### CHALLENGE
Are you able to retype all the records below exactly?

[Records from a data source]
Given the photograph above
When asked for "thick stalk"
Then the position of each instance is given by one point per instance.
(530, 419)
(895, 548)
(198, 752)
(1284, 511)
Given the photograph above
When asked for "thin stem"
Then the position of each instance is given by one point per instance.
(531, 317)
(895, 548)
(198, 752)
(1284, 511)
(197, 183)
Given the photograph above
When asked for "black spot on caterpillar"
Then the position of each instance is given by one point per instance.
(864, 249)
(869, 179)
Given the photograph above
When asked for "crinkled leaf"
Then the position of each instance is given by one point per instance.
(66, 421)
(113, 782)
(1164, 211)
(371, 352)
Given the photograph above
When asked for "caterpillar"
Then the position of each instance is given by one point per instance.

### REPLY TO THE TASK
Given the photograph above
When asked for "thick stalk"
Then the position of each instance is given by one point per instance.
(530, 419)
(895, 548)
(198, 752)
(1284, 511)
Given the photograph above
When asked for "thin stem"
Then the position of each instance is given by one point per instance.
(531, 317)
(895, 548)
(198, 752)
(1284, 511)
(197, 183)
Given the photograph above
When asked for "black spot on caterpillar"
Then the position of each instance is given by one point per instance.
(864, 249)
(869, 179)
Given the photograph above
When asked for "crinkled leaf"
Then the position of each instance is given by one point per instance.
(66, 421)
(113, 782)
(1164, 211)
(371, 352)
Given the photograph above
When asked for "caterpillar"
Then the position of each instance is given by one point per instance.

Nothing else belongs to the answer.